Output as a numbered list, with blank lines omitted, the lines from the one containing "# test: put a marker on the blue" through the final line below, both included.
□ □ □
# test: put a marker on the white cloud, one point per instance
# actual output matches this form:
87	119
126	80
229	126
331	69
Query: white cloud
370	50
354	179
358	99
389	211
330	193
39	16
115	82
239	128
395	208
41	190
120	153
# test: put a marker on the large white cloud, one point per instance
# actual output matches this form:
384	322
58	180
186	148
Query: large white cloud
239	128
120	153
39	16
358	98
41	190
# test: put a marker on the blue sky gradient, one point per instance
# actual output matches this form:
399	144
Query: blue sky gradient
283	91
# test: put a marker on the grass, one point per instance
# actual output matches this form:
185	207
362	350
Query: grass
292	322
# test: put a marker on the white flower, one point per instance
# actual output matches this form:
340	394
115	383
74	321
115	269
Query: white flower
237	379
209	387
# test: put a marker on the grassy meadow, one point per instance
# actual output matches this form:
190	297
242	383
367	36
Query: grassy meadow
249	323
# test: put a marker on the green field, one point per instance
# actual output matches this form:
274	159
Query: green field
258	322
□ □ □
* [ANSWER TO THE EXERCISE]
1. # test: put a marker on the blue sky gradient, one point per instance
2. # actual output matches this form:
3. 399	144
4. Query: blue sky gradient
5. 283	91
6. # test: put a marker on the grass, one point per instance
7. # actual output matches this form:
8. 185	207
9. 362	350
10. Query: grass
11. 292	322
12. # test: put a marker on the white flower, one point per instance
13. # actual output matches this form:
14. 340	394
15. 115	383
16. 74	321
17. 115	269
18. Query: white flower
19. 237	379
20. 209	387
21. # test: put a marker on the grassy meadow, one point per instance
22. # actual output matches this form:
23. 190	297
24. 242	383
25. 367	36
26. Query: grassy meadow
27. 249	323
28. # test: put a marker on the green field, one point per instance
29. # actual output matches this form:
30. 274	159
31. Query: green field
32. 258	322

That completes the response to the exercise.